ANGEZEIGTER TEXT:
'''
# Zanderfilet Preis????????



## ex-elbangler (11. Februar 2005)

Ich hab da mal ne Frage.

Was kostet das Zanderfilet bei euch, wenn ihr welches kauft??????

Ich hab welches angeboten bekommen 750gramm = 13,95euro

Würde mich interessieren ob das ein guter Preis ist, mein gefühl sagt ja. ist es.

Bin mal gespannt.


----------



## Dietmar B. (11. Februar 2005)

*AW: Zanderfilet Preis????????*

Hi,

der Verkauf von geangelten Fischen ist in Deutschland verboten und stellt einen Straftatbestand dar. Steht auch so in deinen Papieren, wenn nicht dort, dann in deinem Fischereigesetz. Ich würde jeden anzeigen, der Fische angelt, um diese zu verkaufen.

Dietmar


----------



## Mac Gill (11. Februar 2005)

*AW: Zanderfilet Preis????????*

Selbstgefangener Zander ist immer leckererer :q

Wobei ich da mit diesem Preis nicht hinkomme!! (Equipment, Boot, Treibstoff, Tackle, Zeit, etc.)
'''
LISTE DER DATENSÄTZE:
'''
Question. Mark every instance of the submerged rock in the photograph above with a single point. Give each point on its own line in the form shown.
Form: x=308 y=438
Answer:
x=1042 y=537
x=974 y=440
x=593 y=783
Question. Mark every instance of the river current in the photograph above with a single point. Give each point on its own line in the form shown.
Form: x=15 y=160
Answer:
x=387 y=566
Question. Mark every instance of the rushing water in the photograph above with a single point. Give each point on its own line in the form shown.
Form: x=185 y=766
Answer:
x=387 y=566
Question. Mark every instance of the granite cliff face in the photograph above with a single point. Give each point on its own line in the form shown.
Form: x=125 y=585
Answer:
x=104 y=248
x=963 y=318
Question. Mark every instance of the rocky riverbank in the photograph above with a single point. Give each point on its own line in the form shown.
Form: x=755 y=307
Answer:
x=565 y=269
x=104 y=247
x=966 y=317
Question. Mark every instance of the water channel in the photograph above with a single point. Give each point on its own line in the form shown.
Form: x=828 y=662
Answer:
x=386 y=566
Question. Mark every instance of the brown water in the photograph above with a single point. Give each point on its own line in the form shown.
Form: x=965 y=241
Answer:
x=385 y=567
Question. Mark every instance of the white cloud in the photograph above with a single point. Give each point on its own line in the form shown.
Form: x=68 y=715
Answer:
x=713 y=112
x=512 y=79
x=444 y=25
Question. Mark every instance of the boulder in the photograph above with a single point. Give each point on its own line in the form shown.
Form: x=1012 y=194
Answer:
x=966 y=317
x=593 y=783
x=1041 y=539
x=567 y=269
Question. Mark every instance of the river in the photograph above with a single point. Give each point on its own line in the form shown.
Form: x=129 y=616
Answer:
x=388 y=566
'''
WAS ZU TUN IST:
Liste alle Posten auf, die Mac Gill im angezeigten Text in Klammern nennt, ohne das abschließende „etc.“.

ANTWORT:
Equipment, Boot, Treibstoff, Tackle, Zeit